Given task:
Transcribe the tail of the listing: start at the line containing "livery on bus" and stop after the last line, keeping every character as is and adding nothing.
** start of Task material **
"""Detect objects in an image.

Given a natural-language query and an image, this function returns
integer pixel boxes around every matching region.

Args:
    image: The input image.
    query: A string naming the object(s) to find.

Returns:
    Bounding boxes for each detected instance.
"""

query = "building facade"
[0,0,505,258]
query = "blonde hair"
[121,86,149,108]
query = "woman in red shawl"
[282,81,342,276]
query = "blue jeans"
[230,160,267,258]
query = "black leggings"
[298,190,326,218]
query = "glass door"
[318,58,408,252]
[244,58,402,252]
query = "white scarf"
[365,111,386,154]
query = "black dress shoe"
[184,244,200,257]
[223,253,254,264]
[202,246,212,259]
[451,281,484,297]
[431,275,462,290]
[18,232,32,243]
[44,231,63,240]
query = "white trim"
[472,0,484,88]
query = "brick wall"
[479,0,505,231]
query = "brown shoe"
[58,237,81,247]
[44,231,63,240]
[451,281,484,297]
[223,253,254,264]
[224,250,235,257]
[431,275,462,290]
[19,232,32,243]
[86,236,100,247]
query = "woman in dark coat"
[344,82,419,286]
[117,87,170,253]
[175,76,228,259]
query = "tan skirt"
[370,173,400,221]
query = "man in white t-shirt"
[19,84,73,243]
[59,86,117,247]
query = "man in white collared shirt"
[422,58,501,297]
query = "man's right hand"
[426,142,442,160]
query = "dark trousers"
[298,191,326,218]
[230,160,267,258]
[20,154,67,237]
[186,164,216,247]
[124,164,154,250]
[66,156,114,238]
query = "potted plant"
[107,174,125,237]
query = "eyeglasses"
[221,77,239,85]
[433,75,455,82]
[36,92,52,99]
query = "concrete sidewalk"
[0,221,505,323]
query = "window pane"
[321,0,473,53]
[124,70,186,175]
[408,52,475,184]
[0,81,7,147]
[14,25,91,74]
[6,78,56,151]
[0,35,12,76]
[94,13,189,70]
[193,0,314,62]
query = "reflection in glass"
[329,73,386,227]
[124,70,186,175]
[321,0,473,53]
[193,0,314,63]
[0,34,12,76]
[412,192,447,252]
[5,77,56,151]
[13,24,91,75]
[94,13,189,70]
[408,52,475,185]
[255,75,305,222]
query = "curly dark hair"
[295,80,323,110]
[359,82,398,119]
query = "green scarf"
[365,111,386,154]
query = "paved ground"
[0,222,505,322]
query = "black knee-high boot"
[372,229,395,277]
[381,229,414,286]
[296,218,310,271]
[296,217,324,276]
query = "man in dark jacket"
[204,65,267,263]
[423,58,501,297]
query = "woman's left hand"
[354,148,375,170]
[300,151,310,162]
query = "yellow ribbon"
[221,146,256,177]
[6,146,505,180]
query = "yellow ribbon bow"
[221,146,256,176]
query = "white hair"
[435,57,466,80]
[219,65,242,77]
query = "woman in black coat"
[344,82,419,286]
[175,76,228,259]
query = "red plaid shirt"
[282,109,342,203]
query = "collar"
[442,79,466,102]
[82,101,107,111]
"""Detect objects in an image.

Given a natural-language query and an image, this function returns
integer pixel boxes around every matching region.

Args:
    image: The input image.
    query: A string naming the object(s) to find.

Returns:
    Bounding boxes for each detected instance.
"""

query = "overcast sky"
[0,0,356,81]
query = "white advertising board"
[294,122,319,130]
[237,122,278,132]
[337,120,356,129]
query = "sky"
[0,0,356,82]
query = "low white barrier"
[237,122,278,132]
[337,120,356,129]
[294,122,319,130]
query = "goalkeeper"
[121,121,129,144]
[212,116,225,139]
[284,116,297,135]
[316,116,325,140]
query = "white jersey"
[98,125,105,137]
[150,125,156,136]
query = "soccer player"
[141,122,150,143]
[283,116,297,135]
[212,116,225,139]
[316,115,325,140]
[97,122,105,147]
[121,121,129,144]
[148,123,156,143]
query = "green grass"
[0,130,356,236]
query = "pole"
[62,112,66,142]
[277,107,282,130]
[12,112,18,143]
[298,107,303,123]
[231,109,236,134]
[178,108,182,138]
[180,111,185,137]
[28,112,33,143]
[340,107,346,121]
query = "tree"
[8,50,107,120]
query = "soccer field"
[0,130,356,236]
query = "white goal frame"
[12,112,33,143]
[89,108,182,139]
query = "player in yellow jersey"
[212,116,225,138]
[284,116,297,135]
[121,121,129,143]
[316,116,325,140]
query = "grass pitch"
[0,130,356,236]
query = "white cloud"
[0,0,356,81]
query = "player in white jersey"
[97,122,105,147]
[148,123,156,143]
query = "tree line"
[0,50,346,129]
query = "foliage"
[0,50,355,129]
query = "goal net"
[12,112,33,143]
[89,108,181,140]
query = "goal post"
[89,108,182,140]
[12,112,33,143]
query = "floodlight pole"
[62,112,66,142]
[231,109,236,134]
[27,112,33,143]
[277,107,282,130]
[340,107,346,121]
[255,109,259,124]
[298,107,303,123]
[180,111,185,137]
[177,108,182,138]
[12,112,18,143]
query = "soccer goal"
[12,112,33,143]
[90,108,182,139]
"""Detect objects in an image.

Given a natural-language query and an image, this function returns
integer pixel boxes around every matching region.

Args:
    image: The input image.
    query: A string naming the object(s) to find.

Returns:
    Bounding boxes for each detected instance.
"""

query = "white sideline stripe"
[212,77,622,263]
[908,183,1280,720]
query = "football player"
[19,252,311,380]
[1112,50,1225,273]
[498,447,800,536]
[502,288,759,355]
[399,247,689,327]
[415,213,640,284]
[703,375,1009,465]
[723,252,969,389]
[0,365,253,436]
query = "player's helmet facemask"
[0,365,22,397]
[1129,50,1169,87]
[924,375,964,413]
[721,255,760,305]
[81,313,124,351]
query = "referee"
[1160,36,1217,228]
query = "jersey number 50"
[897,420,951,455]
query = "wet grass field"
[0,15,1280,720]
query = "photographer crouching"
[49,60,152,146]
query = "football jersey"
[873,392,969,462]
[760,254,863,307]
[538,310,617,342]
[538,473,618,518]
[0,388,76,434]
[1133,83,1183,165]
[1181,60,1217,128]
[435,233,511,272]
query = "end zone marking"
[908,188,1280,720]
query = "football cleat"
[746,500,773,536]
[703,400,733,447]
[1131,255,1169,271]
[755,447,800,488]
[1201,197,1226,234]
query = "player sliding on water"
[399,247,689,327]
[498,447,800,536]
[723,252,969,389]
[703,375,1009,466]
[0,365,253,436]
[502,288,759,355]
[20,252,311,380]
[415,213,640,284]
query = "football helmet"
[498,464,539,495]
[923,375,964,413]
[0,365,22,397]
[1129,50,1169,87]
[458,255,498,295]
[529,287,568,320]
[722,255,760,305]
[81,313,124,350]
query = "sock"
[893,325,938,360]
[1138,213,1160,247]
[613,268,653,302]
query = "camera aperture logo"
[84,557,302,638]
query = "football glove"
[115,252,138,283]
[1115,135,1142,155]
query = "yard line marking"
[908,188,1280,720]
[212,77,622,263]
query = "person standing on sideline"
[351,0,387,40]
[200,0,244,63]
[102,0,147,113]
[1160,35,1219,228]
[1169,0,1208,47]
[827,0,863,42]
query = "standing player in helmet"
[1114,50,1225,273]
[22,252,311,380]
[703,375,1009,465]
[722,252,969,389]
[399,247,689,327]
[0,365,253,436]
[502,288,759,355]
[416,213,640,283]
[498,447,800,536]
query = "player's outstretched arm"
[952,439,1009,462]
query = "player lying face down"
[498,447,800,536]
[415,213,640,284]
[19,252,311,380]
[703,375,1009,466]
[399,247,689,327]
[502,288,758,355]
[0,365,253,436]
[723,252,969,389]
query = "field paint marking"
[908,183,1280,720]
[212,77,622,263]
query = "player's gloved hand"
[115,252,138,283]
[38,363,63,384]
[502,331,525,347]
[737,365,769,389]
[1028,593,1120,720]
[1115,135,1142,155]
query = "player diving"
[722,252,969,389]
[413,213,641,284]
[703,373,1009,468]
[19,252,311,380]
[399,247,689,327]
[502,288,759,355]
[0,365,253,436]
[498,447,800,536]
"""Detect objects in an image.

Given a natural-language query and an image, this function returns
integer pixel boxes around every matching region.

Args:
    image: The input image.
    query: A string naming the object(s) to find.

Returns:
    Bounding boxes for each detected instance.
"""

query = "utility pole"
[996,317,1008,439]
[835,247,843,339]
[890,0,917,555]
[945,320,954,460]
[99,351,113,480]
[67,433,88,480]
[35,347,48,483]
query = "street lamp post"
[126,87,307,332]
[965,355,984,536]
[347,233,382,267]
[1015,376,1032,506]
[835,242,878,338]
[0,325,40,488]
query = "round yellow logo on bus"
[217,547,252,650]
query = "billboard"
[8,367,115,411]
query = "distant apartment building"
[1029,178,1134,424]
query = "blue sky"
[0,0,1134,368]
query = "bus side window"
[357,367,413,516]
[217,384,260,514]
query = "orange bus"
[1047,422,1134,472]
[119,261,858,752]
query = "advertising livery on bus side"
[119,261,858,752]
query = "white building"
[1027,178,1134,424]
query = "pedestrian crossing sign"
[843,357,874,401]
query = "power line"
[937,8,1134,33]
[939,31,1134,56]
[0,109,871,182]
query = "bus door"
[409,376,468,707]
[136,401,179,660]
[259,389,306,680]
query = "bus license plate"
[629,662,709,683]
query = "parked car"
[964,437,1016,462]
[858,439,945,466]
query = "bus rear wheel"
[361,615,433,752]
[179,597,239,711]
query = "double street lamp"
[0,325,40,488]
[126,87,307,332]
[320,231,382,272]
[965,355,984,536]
** end of Task material **
Answer to the exercise:
query = "advertising livery on bus side"
[119,261,858,752]
query = "white building"
[1027,178,1134,424]
query = "pedestrian crossing sign"
[843,357,874,401]
query = "power line"
[937,8,1134,33]
[939,31,1134,56]
[0,109,871,182]
query = "bus door"
[409,376,468,707]
[136,401,179,660]
[259,389,306,680]
query = "bus license plate"
[629,662,709,683]
query = "parked car"
[964,437,1016,462]
[858,439,945,466]
query = "bus rear wheel"
[361,615,433,752]
[179,597,239,711]
query = "double street lamp"
[0,325,40,488]
[126,87,307,332]
[320,231,382,272]
[965,355,984,536]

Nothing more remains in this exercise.